**Selection**

Bill Self revisits his ‘thinking about next season’ comment during 2024 NCAAs

Bill Self revisits his ‘thinking about next season’ comment during 2024 NCAAs

An injury-riddled Kansas Jayhawks men’s basketball team dropped five of seven games to conclude the 2023-24 season. That included an 89-68 grilling by Gonzaga in a second-round NCAA Tournament game in Salt Lake City, Utah.

In his postgame news conference at Delta Center after the loss to the Zags, KU coach Bill Self, whose team finished the season 23-11, made a statement that some deemed controversial.

“I think for the last month I’ve been thinking about next season to be honest,” Self said, asked if his attention already was focused on the 2024-25 campaign. “Not in the moments during the game but obviously we played — we had eight guys on scholarship that were healthy late, and injuries are part of the game so that’s not an excuse — but we could have done a much better job as a staff of putting more guys out there that we could play.

**Task goal**
Please list every place name that appears in the article about Bill Self. The entries that come next are separate material from the article about Bill Self.

**Data entries**
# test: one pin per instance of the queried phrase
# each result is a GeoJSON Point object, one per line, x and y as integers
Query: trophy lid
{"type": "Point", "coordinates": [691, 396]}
==
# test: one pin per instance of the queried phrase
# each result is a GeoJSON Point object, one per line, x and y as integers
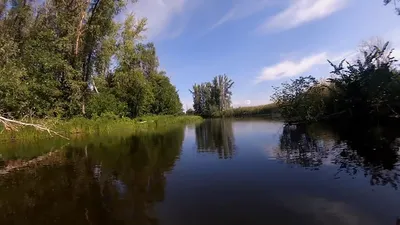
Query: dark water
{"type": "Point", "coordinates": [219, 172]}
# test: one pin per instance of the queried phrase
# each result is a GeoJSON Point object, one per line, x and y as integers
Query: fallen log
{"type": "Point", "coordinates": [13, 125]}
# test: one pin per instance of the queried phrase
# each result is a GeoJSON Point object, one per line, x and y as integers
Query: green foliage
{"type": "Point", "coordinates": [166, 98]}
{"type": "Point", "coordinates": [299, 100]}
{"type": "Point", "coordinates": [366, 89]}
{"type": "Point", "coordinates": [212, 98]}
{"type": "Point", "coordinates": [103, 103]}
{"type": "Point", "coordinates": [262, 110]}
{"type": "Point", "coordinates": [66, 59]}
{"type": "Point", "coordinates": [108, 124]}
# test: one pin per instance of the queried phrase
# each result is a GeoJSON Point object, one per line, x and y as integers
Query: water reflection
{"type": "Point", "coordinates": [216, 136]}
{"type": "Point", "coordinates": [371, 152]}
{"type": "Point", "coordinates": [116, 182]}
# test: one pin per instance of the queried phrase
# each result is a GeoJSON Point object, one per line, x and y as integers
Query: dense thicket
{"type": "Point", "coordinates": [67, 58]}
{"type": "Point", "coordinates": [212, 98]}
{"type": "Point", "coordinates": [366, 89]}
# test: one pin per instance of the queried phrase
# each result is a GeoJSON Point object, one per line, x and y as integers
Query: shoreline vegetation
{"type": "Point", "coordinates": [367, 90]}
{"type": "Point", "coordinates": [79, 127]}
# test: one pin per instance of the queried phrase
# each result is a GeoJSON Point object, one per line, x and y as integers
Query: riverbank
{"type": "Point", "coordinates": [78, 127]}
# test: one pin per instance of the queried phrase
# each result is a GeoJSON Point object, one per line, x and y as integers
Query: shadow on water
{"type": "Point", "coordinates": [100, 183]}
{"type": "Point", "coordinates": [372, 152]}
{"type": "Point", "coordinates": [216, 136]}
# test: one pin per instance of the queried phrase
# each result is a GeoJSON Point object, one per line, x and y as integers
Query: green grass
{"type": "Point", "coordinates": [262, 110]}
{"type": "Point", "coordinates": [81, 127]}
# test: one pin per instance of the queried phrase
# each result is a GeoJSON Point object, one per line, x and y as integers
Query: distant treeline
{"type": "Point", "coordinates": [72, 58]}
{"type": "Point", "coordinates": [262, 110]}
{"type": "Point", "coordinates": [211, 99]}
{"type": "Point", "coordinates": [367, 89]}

**Answer for this exercise**
Salt Lake City
Utah
Delta Center